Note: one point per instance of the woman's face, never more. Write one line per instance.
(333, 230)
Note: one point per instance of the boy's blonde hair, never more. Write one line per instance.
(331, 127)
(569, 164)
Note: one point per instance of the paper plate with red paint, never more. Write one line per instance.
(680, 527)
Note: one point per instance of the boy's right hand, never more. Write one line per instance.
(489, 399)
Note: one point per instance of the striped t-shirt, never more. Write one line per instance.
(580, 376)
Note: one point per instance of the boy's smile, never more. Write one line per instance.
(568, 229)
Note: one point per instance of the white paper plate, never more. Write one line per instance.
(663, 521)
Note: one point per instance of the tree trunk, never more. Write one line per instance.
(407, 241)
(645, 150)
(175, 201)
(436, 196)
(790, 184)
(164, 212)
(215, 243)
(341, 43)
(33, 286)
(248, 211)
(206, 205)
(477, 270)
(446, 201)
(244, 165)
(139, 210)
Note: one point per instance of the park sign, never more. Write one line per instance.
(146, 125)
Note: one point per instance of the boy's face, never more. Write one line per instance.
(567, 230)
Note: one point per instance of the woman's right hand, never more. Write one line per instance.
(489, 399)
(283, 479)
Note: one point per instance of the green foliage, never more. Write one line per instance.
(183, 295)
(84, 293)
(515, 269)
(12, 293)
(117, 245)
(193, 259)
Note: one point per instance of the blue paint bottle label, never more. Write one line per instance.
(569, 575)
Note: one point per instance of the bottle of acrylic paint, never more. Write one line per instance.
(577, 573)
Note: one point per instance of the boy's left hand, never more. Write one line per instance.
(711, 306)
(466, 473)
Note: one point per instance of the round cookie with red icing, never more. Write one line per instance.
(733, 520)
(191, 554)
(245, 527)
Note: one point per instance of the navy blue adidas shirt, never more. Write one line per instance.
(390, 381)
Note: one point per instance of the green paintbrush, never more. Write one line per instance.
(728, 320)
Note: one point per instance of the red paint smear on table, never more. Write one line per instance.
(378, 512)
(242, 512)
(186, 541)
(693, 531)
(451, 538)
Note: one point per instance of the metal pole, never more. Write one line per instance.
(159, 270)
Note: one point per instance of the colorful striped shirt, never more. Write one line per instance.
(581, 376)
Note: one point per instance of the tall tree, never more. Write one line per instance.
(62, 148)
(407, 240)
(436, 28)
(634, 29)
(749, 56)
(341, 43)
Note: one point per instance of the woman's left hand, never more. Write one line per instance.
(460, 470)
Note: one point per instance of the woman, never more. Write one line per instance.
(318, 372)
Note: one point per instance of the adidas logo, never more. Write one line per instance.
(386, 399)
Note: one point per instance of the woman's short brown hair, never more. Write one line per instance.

(Exercise task)
Give again only the lines starting at the one that contains "Note: one point per instance of the green paintbrush, never" and running to the end of the data.

(Result of this task)
Note: one point per instance of the green paintbrush, never more. Write one line per instance.
(728, 320)
Note: one point per instance of the red paint smear on table, never more. Write one line per instance.
(378, 512)
(242, 512)
(186, 541)
(693, 531)
(451, 538)
Note: one point per instance of the metal pole, never more. Write one line per instance.
(159, 270)
Note: one point per instance of the colorful striped shirt, never more. Write one line per instance.
(581, 376)
Note: one point per instance of the tall tree, never more. Write one line per instance.
(62, 148)
(407, 240)
(436, 28)
(634, 29)
(749, 56)
(341, 43)
Note: one point per instance of the woman's left hand, never more. Write one line per instance.
(460, 470)
Note: one point per instance of the woman, never more. Write one line per instance.
(318, 372)
Note: one point per instance of the adidas logo, never more. Write one line per instance.
(386, 399)
Note: one point per instance of the woman's short brown hair, never more. Write one line per instance.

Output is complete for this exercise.